The problem - Write out, word for word, each line from the start of the entries through the one holding "[locate] the white sink"; omit the pictures.

Referring expression data:
++++++
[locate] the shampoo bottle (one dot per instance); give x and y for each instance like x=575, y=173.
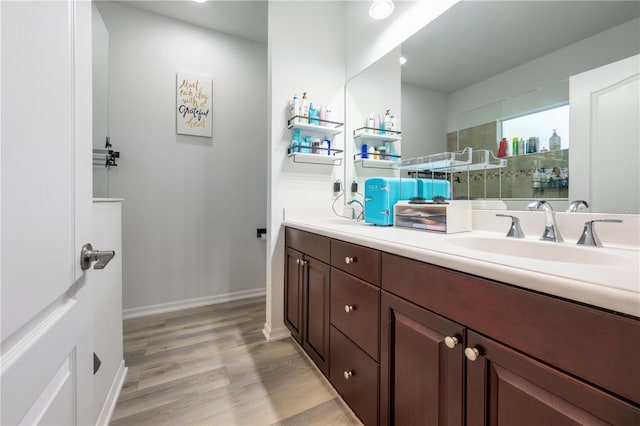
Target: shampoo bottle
x=295, y=108
x=502, y=149
x=304, y=108
x=554, y=141
x=370, y=123
x=327, y=117
x=387, y=121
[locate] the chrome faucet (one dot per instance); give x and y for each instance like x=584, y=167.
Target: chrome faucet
x=515, y=231
x=589, y=236
x=573, y=207
x=551, y=232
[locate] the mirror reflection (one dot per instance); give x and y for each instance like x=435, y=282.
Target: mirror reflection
x=482, y=64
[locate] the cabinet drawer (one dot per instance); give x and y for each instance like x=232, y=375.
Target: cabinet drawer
x=569, y=336
x=310, y=244
x=355, y=376
x=360, y=261
x=355, y=310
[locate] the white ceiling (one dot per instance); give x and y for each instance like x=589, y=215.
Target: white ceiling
x=477, y=39
x=469, y=43
x=242, y=18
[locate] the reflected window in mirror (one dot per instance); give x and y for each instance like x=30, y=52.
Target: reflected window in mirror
x=541, y=131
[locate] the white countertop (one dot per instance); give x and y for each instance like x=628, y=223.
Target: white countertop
x=610, y=286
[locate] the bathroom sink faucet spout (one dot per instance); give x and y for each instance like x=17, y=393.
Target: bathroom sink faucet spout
x=551, y=232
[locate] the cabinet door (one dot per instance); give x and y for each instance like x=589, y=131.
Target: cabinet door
x=505, y=387
x=315, y=337
x=421, y=380
x=293, y=293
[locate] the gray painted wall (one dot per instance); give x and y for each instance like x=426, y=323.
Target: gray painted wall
x=192, y=204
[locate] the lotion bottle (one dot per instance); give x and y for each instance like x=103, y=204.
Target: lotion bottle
x=387, y=121
x=295, y=108
x=370, y=123
x=304, y=108
x=554, y=141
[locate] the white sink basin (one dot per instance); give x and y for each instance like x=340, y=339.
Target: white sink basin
x=538, y=250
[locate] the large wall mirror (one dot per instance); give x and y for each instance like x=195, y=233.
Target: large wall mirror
x=482, y=65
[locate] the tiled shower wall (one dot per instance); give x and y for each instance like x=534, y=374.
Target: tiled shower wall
x=516, y=180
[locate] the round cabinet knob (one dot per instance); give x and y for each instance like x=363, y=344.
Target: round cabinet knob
x=471, y=353
x=451, y=341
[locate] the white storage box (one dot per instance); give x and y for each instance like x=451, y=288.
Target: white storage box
x=449, y=217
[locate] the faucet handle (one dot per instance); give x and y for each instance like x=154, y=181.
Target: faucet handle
x=589, y=236
x=574, y=205
x=515, y=231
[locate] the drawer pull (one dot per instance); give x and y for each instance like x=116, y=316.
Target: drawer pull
x=471, y=353
x=451, y=341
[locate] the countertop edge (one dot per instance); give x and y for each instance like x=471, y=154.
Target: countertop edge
x=598, y=296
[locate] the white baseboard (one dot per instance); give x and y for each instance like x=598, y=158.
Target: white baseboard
x=143, y=311
x=112, y=397
x=275, y=333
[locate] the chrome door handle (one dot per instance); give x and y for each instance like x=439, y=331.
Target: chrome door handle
x=89, y=255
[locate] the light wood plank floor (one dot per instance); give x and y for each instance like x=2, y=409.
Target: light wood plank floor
x=212, y=366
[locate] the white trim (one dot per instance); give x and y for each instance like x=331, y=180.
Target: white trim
x=112, y=397
x=162, y=308
x=275, y=334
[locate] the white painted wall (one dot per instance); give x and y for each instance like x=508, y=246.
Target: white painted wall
x=306, y=53
x=107, y=308
x=100, y=87
x=424, y=128
x=609, y=46
x=192, y=204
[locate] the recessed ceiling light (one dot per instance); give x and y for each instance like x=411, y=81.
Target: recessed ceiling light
x=381, y=9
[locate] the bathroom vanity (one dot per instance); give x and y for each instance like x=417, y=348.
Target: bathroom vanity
x=411, y=330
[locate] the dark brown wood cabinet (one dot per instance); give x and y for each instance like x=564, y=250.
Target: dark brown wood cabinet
x=315, y=336
x=530, y=359
x=293, y=291
x=421, y=365
x=505, y=387
x=405, y=342
x=307, y=294
x=354, y=374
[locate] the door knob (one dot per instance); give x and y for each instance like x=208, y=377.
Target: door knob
x=451, y=341
x=472, y=353
x=89, y=255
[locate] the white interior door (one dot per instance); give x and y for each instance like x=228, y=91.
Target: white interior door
x=605, y=137
x=46, y=358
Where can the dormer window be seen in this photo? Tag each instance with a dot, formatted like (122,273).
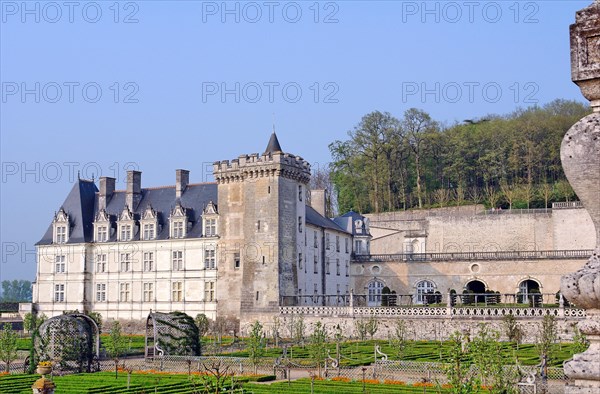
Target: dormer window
(125,232)
(102,226)
(178,220)
(148,231)
(102,234)
(61,234)
(149,224)
(126,225)
(61,227)
(178,229)
(209,218)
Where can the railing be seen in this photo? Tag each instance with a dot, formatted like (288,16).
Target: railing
(433,305)
(565,205)
(466,256)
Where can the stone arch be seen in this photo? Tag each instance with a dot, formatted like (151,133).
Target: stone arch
(423,287)
(374,288)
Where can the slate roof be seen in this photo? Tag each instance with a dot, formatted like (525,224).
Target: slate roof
(273,145)
(79,205)
(82,208)
(316,219)
(348,222)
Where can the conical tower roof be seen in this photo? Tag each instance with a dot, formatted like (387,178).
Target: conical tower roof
(273,145)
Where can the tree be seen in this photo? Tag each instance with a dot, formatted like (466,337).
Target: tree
(458,371)
(31,321)
(116,344)
(372,326)
(8,345)
(203,324)
(545,338)
(256,345)
(360,326)
(16,291)
(399,340)
(317,347)
(512,329)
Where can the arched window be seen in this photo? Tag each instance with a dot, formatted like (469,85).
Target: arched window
(527,289)
(424,287)
(375,287)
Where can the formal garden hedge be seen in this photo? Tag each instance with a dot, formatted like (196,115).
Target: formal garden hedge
(105,383)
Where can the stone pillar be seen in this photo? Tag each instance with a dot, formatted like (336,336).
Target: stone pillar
(580,156)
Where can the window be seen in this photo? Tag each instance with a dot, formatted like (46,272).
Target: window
(424,287)
(59,267)
(125,232)
(102,235)
(209,291)
(100,292)
(177,292)
(59,292)
(211,227)
(177,260)
(374,290)
(209,258)
(148,231)
(124,295)
(148,292)
(178,229)
(61,234)
(101,263)
(357,247)
(125,262)
(148,261)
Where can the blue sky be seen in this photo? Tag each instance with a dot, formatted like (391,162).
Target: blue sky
(102,87)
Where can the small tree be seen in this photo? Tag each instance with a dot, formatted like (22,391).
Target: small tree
(360,326)
(116,344)
(460,378)
(399,340)
(318,345)
(8,345)
(203,324)
(299,328)
(372,326)
(512,329)
(275,330)
(545,339)
(256,346)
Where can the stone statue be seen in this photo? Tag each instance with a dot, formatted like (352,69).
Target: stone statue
(580,156)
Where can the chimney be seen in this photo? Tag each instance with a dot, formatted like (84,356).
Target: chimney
(107,187)
(182,178)
(318,200)
(134,189)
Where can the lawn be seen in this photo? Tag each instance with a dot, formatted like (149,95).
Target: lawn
(105,382)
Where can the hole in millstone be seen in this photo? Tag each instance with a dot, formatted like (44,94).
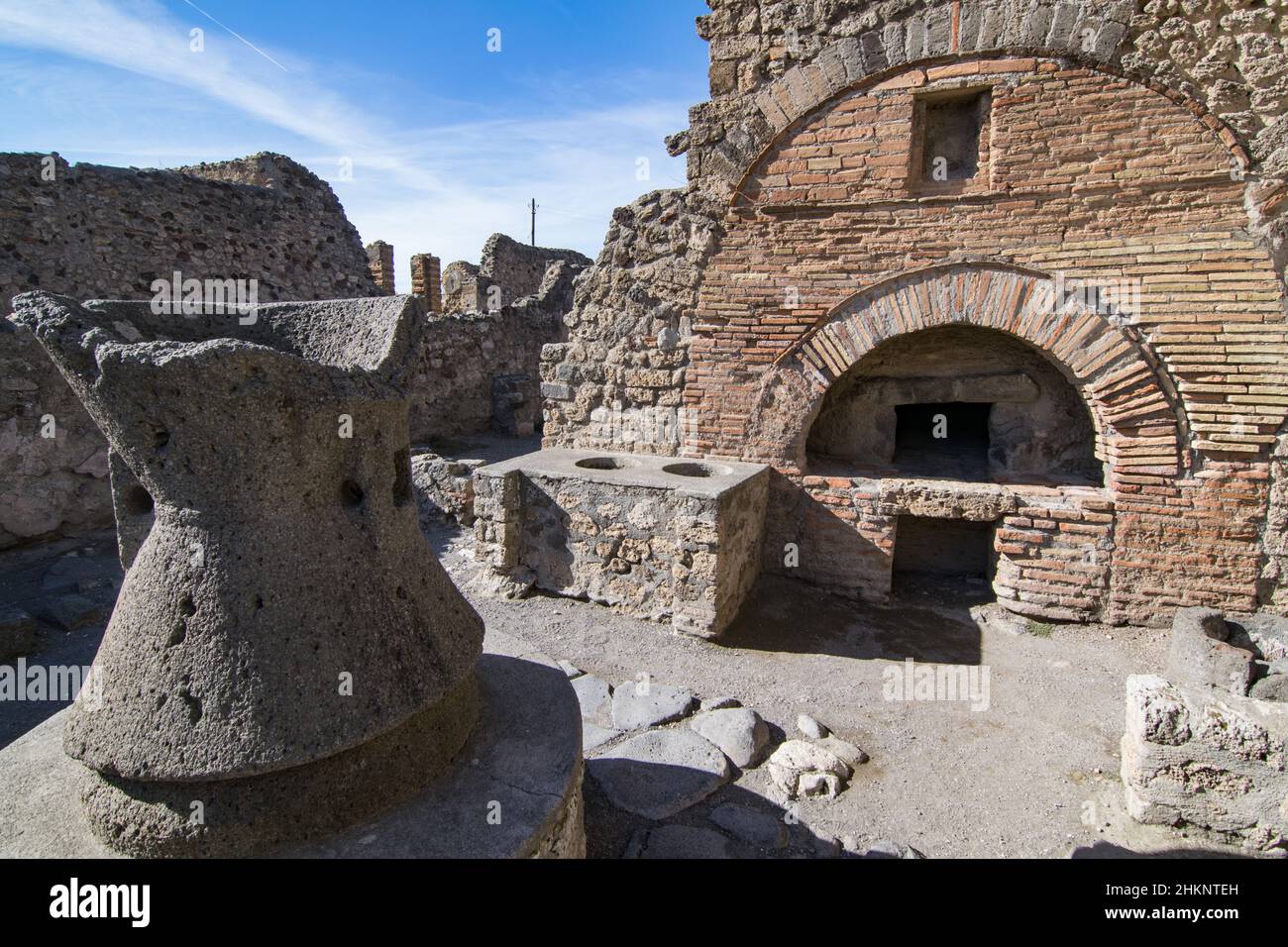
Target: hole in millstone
(138,501)
(193,705)
(351,493)
(402,476)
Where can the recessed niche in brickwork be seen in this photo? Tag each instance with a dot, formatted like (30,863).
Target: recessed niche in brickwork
(952,129)
(932,547)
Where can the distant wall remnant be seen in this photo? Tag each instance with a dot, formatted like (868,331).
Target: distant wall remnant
(380,262)
(507,270)
(90,231)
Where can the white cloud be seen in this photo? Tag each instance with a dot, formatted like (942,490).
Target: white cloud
(438,188)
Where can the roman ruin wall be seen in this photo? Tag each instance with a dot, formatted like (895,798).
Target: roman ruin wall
(480,369)
(90,231)
(1134,144)
(506,272)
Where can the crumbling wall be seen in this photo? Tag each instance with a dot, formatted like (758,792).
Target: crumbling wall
(380,263)
(519,268)
(480,369)
(90,231)
(506,272)
(1205,744)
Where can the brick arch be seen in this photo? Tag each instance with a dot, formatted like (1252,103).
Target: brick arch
(1136,424)
(853,62)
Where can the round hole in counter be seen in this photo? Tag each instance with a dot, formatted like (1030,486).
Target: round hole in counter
(697,470)
(606,463)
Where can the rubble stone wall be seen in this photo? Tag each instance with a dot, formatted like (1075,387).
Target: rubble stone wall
(90,231)
(480,369)
(506,272)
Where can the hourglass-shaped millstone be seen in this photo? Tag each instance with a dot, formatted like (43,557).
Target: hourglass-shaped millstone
(283,618)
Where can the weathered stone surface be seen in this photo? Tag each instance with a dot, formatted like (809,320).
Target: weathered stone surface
(1205,757)
(17,633)
(657,539)
(737,273)
(1273,686)
(445,488)
(844,750)
(660,774)
(719,702)
(296,628)
(222,587)
(592,736)
(805,770)
(595,697)
(107,234)
(522,755)
(739,733)
(811,728)
(760,828)
(636,706)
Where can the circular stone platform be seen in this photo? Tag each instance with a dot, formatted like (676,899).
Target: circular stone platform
(514,789)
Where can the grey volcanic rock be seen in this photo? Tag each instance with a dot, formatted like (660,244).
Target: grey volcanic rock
(283,607)
(17,633)
(683,841)
(660,774)
(737,731)
(759,828)
(660,703)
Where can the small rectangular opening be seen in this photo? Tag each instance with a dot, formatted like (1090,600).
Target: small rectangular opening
(947,440)
(943,548)
(951,129)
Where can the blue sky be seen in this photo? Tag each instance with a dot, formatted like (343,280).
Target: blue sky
(446,140)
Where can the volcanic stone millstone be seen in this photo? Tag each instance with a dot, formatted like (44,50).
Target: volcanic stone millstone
(284,560)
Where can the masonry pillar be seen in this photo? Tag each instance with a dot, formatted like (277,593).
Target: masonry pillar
(426,282)
(380,262)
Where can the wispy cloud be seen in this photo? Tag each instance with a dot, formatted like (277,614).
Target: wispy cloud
(439,188)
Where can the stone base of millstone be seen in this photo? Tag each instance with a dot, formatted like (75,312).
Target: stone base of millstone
(514,789)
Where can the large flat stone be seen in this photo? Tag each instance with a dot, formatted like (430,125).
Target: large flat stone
(657,705)
(737,731)
(660,774)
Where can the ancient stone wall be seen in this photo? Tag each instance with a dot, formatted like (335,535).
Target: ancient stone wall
(519,268)
(1131,142)
(506,272)
(480,369)
(90,231)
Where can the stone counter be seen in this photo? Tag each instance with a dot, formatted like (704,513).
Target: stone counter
(660,538)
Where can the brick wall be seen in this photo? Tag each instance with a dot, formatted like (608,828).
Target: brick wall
(426,282)
(380,263)
(1090,176)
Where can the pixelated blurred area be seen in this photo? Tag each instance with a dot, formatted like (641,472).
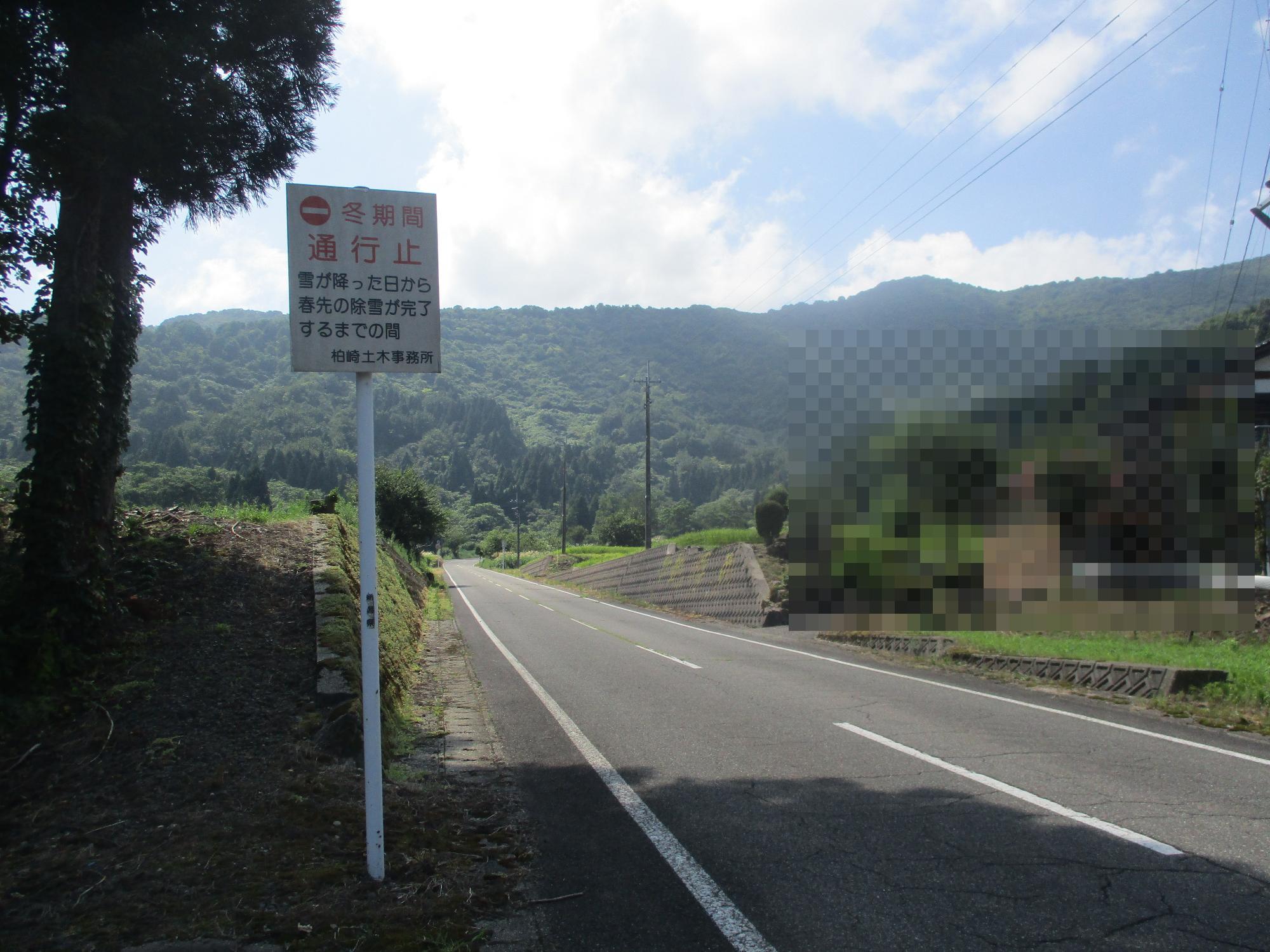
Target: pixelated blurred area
(970,479)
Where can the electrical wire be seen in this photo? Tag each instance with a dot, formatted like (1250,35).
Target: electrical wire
(873,159)
(1048,125)
(1217,122)
(1240,274)
(920,150)
(1239,182)
(973,135)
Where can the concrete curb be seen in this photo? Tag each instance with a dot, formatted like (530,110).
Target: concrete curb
(1114,677)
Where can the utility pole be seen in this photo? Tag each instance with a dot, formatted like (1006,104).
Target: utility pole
(516,508)
(648,459)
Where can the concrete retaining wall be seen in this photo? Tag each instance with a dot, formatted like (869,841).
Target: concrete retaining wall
(1116,677)
(723,583)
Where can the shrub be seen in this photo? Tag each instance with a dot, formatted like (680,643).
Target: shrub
(620,529)
(769,520)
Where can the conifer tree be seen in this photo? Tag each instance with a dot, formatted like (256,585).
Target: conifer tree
(128,114)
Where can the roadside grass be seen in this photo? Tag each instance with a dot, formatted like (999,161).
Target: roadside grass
(713,539)
(595,555)
(1240,704)
(261,515)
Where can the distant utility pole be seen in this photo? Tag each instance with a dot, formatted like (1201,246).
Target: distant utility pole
(516,508)
(648,458)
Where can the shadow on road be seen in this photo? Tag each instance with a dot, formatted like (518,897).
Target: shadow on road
(827,864)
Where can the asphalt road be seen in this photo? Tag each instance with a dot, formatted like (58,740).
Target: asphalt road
(712,788)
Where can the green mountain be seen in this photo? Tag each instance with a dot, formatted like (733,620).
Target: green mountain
(233,315)
(215,392)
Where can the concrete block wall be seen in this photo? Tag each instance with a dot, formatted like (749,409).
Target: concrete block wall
(1114,677)
(723,583)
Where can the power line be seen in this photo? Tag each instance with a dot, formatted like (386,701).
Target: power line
(1217,122)
(1069,110)
(1239,183)
(920,150)
(872,161)
(876,157)
(1230,304)
(973,135)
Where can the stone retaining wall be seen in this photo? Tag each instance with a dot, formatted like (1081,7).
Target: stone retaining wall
(723,583)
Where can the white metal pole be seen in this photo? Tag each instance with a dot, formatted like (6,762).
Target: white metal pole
(370,626)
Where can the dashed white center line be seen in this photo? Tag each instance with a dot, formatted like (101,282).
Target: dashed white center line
(669,658)
(1123,833)
(740,932)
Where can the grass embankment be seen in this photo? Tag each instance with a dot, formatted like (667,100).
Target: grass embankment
(403,605)
(595,555)
(1240,704)
(182,770)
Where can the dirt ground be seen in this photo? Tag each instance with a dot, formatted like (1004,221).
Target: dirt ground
(178,797)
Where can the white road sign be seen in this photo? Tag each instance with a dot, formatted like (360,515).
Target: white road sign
(363,270)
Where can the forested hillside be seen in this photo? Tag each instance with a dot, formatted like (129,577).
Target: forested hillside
(219,416)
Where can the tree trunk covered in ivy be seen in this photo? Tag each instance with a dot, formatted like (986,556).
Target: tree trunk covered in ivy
(123,114)
(82,359)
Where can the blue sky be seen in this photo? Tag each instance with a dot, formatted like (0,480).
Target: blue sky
(671,154)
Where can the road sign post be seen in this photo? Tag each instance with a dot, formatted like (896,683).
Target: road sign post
(365,299)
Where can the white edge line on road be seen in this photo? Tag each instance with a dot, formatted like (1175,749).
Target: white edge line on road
(1141,732)
(1123,833)
(731,921)
(670,658)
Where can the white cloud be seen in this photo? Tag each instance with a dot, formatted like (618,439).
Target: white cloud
(1163,180)
(561,128)
(238,271)
(782,196)
(1036,258)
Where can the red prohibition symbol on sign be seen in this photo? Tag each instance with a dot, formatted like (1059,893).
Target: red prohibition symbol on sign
(316,210)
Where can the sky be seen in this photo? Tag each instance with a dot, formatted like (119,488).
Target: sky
(751,155)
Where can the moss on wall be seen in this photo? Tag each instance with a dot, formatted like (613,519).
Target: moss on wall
(401,625)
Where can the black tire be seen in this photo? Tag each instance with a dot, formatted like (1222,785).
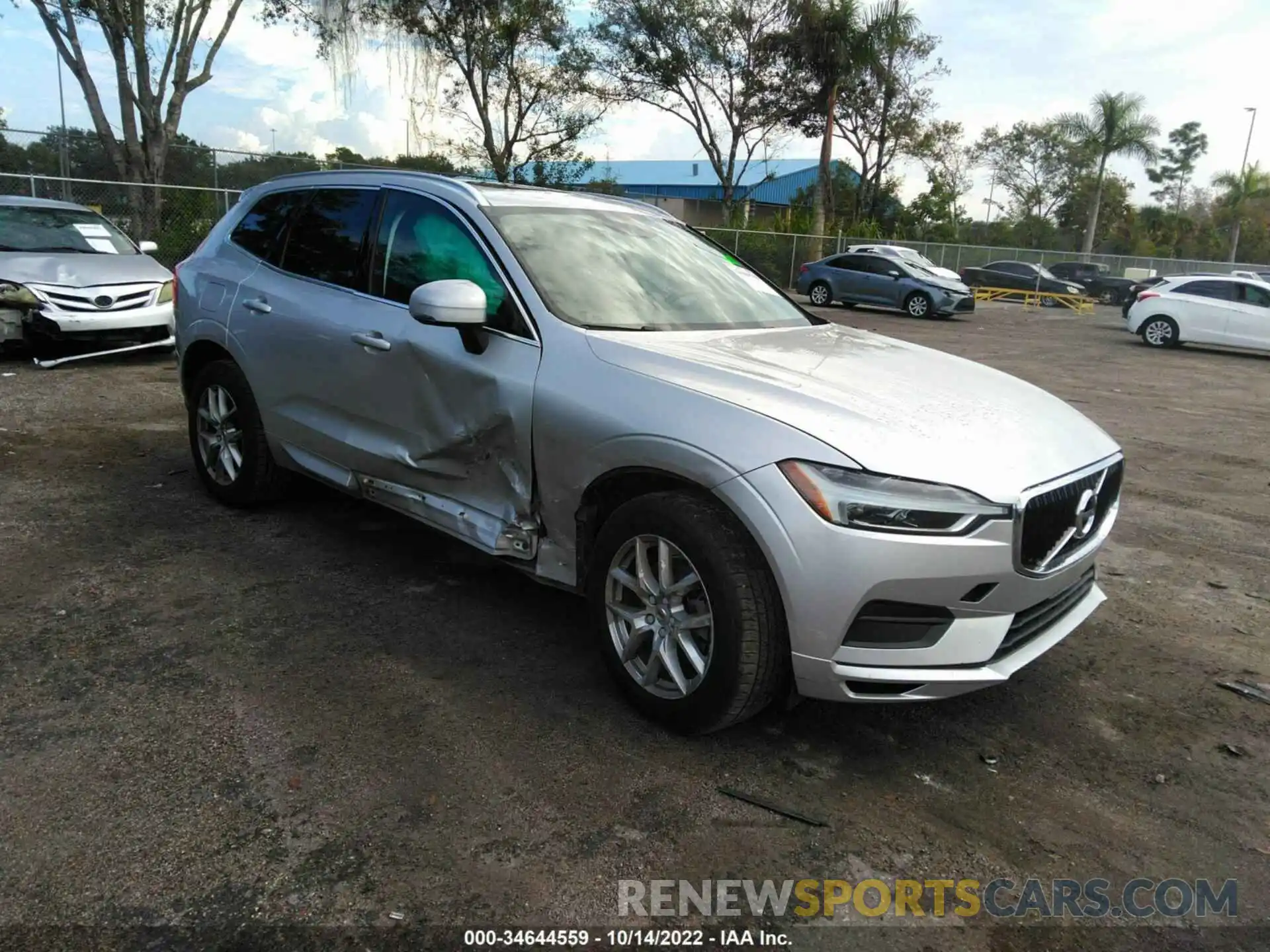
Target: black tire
(821,290)
(259,479)
(919,305)
(751,655)
(1164,332)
++++++
Result -
[locate] the shampoo bottle (one dot per instance); give x and y for each instance like x=575, y=173.
Target: shampoo bottle
x=295, y=108
x=502, y=149
x=304, y=108
x=554, y=141
x=370, y=123
x=327, y=117
x=387, y=121
[locate] the chrome faucet (one dot per instance); give x and y for each instance like x=584, y=167.
Target: chrome faucet
x=515, y=231
x=589, y=236
x=573, y=207
x=551, y=232
[locate] the mirror reflection (one dot per instance); give x and y for each instance like x=435, y=282.
Target: mirror reflection
x=482, y=64
[locate] the cabinet drawer (one dot per instance); give x and y for each instance like x=232, y=375.
Target: cabinet drawer
x=569, y=336
x=310, y=244
x=355, y=376
x=360, y=261
x=355, y=310
[locate] the white ceiling (one dot per instance); give x and y for each instance like x=589, y=215.
Target: white ceiling
x=477, y=39
x=469, y=43
x=242, y=18
[locate] the reflected window in mirror (one dot per instance); give x and y for each instance like x=30, y=52.
Target: reflected window in mirror
x=541, y=131
[locate] the white countertop (one dot per instance); give x and y for each instance like x=628, y=223.
Target: white countertop
x=610, y=286
[locate] the bathroom sink faucet spout (one dot per instance); give x and y for each instance like x=17, y=393.
Target: bathroom sink faucet spout
x=551, y=232
[locate] the cabinet door (one dot per instance); give x and y for each instance like x=589, y=131.
Target: cabinet door
x=505, y=387
x=315, y=337
x=421, y=380
x=293, y=293
[locate] the gray painted wall (one dot per instance); give x and y for each instance like x=426, y=323.
Target: gray painted wall
x=192, y=204
[locate] the lotion bottle (one dot per instance); give x and y for each instance like x=103, y=204.
Target: lotion bottle
x=387, y=121
x=295, y=108
x=370, y=123
x=304, y=108
x=554, y=141
[locate] the white sink basin (one dot per instance); give x and y for each instance like x=340, y=339.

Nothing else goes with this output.